───── READING TEXT

Ten largest investments

 

 

 

Company

Total Assets %

 

 

Glencore

7.7

BHP:

 

    Equity

5.8

    Royalty

1.6

Rio Tinto

7.2

Vale:

 

    Debenture

2.6

    Equity

2.9

Newmont

5.5

Anglo American

5.2

Agnico Eagle Mines

4.9

Freeport-McMoRan

4.6

Teck Resources

3.7

Wheaton Precious Metals

3.6

 

 

 

 

Asset Analysis

Total Assets (%)

Equity

96.7

Bonds

1.6

Preferred Stock

0.7

Convertible Bond

0.6

Option

-0.1

Net Current Assets

0.5

 

-----

 

100.0

 

=====

 

 

 

Commenting on the markets, Evy Hambro and Olivia Markham, representing the Investment Manager noted:

 

Performance

 

The Company’s NAV declined by 0.8% in July, outperforming its reference index, the MSCI ACWI Metals and Mining 30% Buffer 10/40 Index (net return), which fell by 1.0% (performance figures in GBP).

 

The mining sector was broadly flat in July and lagged broader equity markets, with the MSCI ACWI TR Index rising by 1.6%. Mined commodity prices were mostly soft, with copper and iron ore (62% fe.) prices falling by 3.7% and 4.2% respectively. Gold bucked the trend, however, rising by 4.1% as declining real interest rate expectations and US dollar weakness were tailwinds.

 

In macroeconomic news, China held its Third Plenum during the month, a key meeting which takes place roughly every five years that aims to map out long-term economic and social policies. A broad range of reform measures were announced (over 300 in total) but the market appeared disappointed it did not contain more drastic property support measures. Meanwhile, as polls indicated increased popularity for former US president, Donald Trump, concerns grew around potential tariffs, US-China trade tensions and the impact on growth.

 

Turning to the miners, they reported on Q2 production during the month and some reported on earnings. It was a mixed picture, with some companies experiencing production challenges and cost and capex increases announced. We also saw a pick-up in mergers and acquisitions (M&A) activity with Cleveland-Cliffs announcing the acquisition of Stelco and BHP and Lundin Mining announcing a joint acquisition of Filo Corp.

 

Strategy and Outlook

 

Constrained mined commodity supply, an evolving demand picture, strong balance sheets and valuations below historic averages make us optimistic about the outlook for the sector on a long-term view.

──────────
───── RECORD EXCERPTS

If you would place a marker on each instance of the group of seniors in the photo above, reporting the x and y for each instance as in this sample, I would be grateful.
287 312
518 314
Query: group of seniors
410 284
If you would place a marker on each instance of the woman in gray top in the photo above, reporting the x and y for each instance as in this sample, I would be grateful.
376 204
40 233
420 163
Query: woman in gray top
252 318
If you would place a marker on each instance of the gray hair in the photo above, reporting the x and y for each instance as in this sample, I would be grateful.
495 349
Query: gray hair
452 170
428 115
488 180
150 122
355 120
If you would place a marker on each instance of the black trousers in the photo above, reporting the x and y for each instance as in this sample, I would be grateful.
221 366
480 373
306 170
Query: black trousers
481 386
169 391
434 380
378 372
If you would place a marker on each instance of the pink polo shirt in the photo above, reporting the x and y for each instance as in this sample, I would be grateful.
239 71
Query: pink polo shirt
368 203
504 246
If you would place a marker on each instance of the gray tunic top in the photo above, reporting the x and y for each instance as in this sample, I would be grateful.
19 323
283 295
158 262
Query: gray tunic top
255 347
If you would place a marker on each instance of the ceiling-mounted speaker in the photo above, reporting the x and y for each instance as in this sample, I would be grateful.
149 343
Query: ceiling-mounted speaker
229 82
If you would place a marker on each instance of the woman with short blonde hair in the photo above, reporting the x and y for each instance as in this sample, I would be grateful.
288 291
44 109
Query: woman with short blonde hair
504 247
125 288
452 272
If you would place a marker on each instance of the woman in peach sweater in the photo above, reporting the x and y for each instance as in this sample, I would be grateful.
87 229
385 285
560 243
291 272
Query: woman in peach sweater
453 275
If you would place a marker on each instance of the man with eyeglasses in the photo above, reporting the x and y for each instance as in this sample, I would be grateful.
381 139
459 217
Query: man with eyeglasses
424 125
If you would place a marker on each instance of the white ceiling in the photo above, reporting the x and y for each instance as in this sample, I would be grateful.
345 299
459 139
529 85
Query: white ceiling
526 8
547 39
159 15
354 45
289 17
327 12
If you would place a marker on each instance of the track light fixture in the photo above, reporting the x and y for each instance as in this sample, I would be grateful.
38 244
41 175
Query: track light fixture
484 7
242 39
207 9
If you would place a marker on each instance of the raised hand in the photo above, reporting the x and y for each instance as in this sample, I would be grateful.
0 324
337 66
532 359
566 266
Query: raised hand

──────────

| GOAL OF THE EXERCISE |
Keep writing the monthly mining fund report, starting right after its last sentence.

| OUTPUT |
Mining companies have focused on capital discipline in recent years, meaning they have opted to pay down debt, reduce costs and return capital to shareholders, rather than investing in production growth. This is limiting new supply coming online and there is unlikely to be a quick fix, given the time lags involved in investing in new mining projects. The cost of new projects has also risen significantly and recent M&A activity in the sector suggests that, like us, strategic buyers see an opportunity in existing assets in the listed market, currently trading well below replacement costs. Other issues restricting supply include cases of governments closing mines, permitting issues and a general lack of shovel-ready projects.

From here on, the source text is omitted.